▶ **PASSAGE**:
+--

To improve computational and storage efficiency while facing limited resources, and to ensure secure and robust vehicle interactions, we implement a graph-based approach for model training and data sharing. Initially, vehicles must undergo authentication to become legitimate nodes in the permissioned blockchain, obtaining certificates for participating in V2V data sharing, and enabling them to download the global model locally for training purposes. Subsequently, vehicles transmit data sharing requests to nearby super nodes (such as MBS and RSU) for processing. Upon verifying their public keys, the super nodes commence the collection of weighted graph models perturbed with differential privacy noise from vehicles within the community for federated learning training. Participating vehicles compute reputation values based on the original data to assess the quality of their trajectory data. These values are recorded as shared transactions and in the local models of other participating vehicles within each vehicle’s local Directed Acyclic Graph (DAG). To mitigate the global aggregation latency and optimize the aggregation results, we use the PPO algorithm to group vehicles based on the reputation evaluation mechanism. Therefore, the high-quality vehicle clusters receive priority in deep aggregation. The super nodes collaborate to train the global model $M$ through asynchronous FL and broadcast the results to all committee nodes, which are charged with driving the consensus process for the permissioned blockchain. The committee nodes collect the transactions into blocks and verify the blocks to further add them to the permissioned blockchain. The vehicles optimize their local models by integrating the global model, thereby achieving increased accuracy in predicting trajectories. Fig. 2 shows the working mechanism of our scheme.

+--

▶ **DATA EXCERPT**:

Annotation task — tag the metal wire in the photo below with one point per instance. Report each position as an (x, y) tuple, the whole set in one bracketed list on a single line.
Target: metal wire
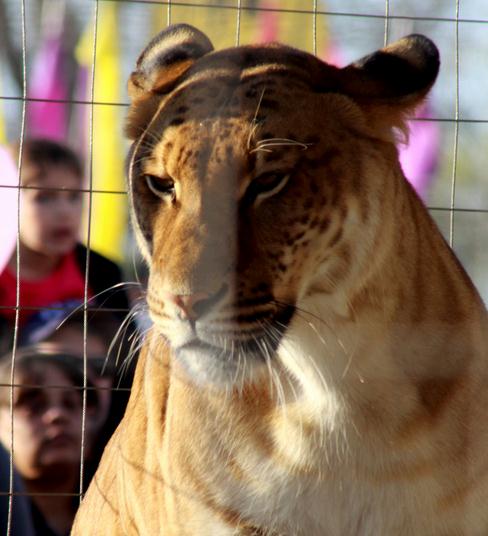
[(238, 23), (387, 22), (456, 132), (87, 267), (17, 273)]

+--

▶ **WHAT YOU NEED TO DO**:
1 > In the passage on blockchain-based vehicle data sharing, which algorithm groups vehicles according to the reputation evaluation mechanism?
2 > Please carry the passage on blockchain-based vehicle data sharing forward from its last sentence.

▶ **SET OF ANSWERS**:
1 > The PPO algorithm.

2 >
Our approach transforms object trajectories into weighted graphs for interaction modeling. Referring to the trajectory prediction model GRIP++[45], each object trajectory is organized as a 3D array, computed for improved speed to enhance prediction accuracy. We use undirected graphs $G=\{V,E\}$ to depict the interactions between objects. The input data is processed by graph convolution network (GCN). Graph operations handle spatial interactions and temporal convolution captures time-based features. Both the encoder and decoder used for the trajectory prediction model are two-layer GRU (Gated Recurrent Unit) networks. Based on this, $G=\{V,E\}$ is converted into a weighted graph of vehicle trajectories. The set of nodes $V$ is defined as $V=\left\{v_{it}\mid i=1,\cdots,n,t=1,\cdots,\mathcal{T}\right\}$, with $n$ denoting the total number of objects observed in the scene. Each node $v_{it}$ contains its own weights $w_{i}^{n}$. The weights $w_{v_{it}}$ are determined based on the similarity of trajectories between vehicles, including direction, speed, and tilt angle, as described in the following subsection. Subsequently, $G$ is serialized into ordered vectors that are then mapped onto linear vectors. These maps are combined to form a global vehicle network graph $\mathcal{G}=\left\{G_{1}\cup G_{2},\dots,\cup G_{n}\right\}$. For the overall graph $\mathcal{G}=\{\mathcal{V},\mathcal{E}\}$, the number of representative vertices is denoted as $k$. Afterwards, the size of the normalization property of the vertices will be $k$ and the size of the normalization property of the edges will be $k\times(k-1)/2$. Eventually, the normalized vector $Seq=\mathcal{V}\cup\mathcal{E}=\left\{\mathcal{V}_{1},\ldots,\mathcal{V}_{k}\right\}\cup$$\left\{\mathcal{E}_{1},\mathcal{E}_{2},\ldots,\mathcal{E}_{k(k-1)/2}\right\}$.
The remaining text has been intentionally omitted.